━━━━━ Data to process ━━━━━

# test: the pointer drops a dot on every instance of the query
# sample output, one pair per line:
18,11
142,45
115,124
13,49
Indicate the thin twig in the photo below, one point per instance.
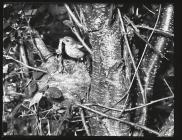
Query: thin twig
152,102
120,120
156,30
36,69
134,108
168,86
84,122
73,16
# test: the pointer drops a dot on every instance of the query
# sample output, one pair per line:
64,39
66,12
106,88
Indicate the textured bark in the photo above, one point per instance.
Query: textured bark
108,83
168,128
151,61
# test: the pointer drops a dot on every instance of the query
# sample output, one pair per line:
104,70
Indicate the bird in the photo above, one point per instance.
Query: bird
54,94
70,48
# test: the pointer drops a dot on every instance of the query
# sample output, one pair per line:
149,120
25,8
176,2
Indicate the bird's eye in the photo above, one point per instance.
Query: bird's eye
67,40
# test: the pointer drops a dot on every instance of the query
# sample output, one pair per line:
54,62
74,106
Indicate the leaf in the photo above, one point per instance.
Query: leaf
35,99
5,68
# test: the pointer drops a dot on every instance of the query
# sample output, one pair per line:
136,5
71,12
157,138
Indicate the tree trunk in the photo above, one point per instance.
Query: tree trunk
108,82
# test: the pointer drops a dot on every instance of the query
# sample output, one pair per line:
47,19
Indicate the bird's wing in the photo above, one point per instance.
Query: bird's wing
59,50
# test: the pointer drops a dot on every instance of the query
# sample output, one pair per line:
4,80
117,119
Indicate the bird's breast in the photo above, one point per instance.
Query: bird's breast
74,52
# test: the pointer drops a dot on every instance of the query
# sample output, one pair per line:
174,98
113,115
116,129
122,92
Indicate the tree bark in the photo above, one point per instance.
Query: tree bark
108,83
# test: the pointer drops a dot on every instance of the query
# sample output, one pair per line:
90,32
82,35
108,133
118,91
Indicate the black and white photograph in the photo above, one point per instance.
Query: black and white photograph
88,69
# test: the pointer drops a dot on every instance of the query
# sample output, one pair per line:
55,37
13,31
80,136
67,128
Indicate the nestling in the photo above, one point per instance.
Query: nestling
71,47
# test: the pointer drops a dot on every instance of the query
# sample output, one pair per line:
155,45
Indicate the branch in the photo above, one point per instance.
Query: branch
156,30
36,69
84,123
120,120
127,44
130,109
73,16
168,86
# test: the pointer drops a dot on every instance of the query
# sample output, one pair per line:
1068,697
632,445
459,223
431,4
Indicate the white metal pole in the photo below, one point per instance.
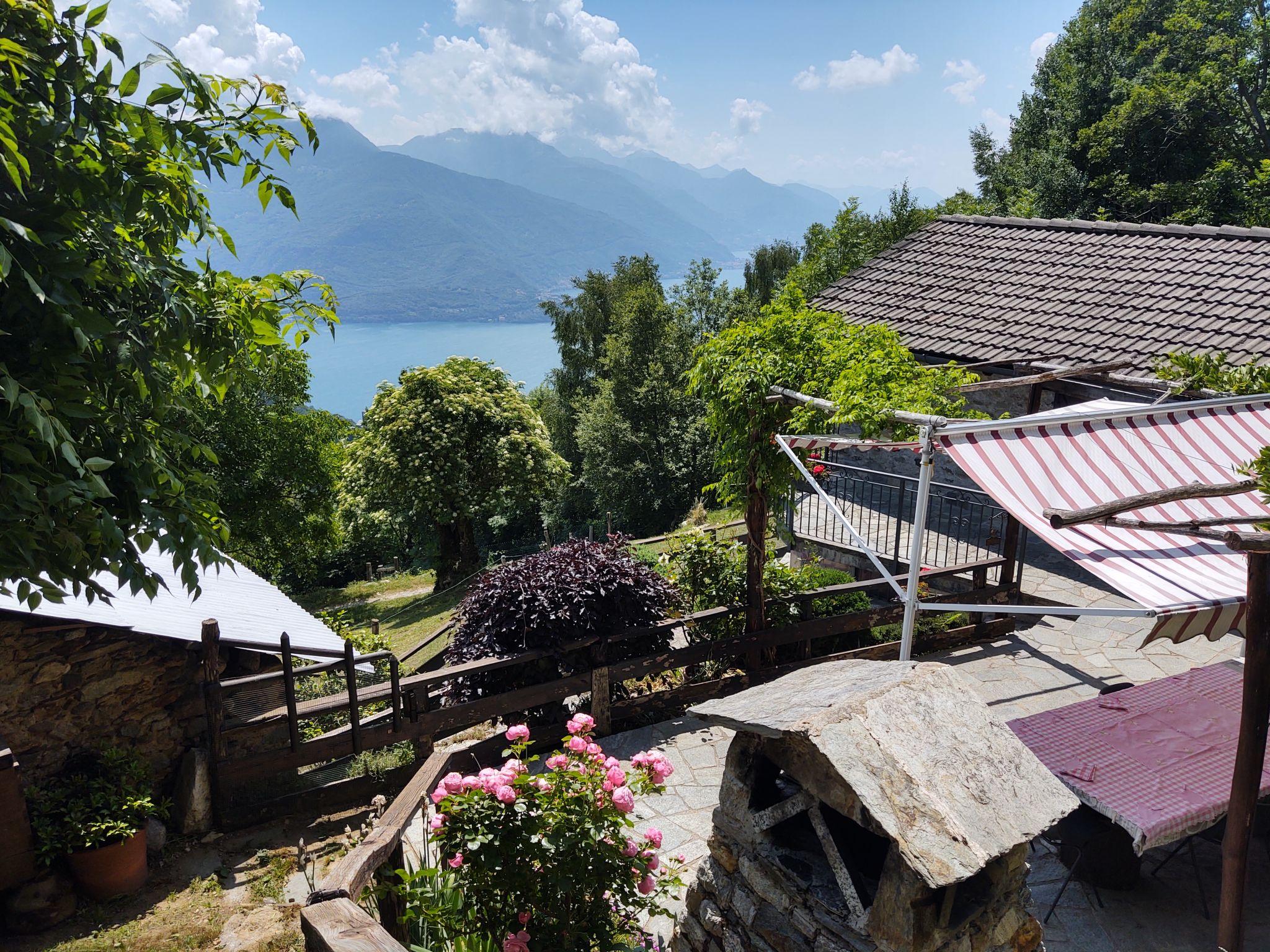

━━━━━

Task requirements » Please pull out every line in the material above that contains the word "textured" and copy each of those lines in full.

Result of the exercise »
Indicate the textured bark in the photo above, one point per instance.
Query: textured bark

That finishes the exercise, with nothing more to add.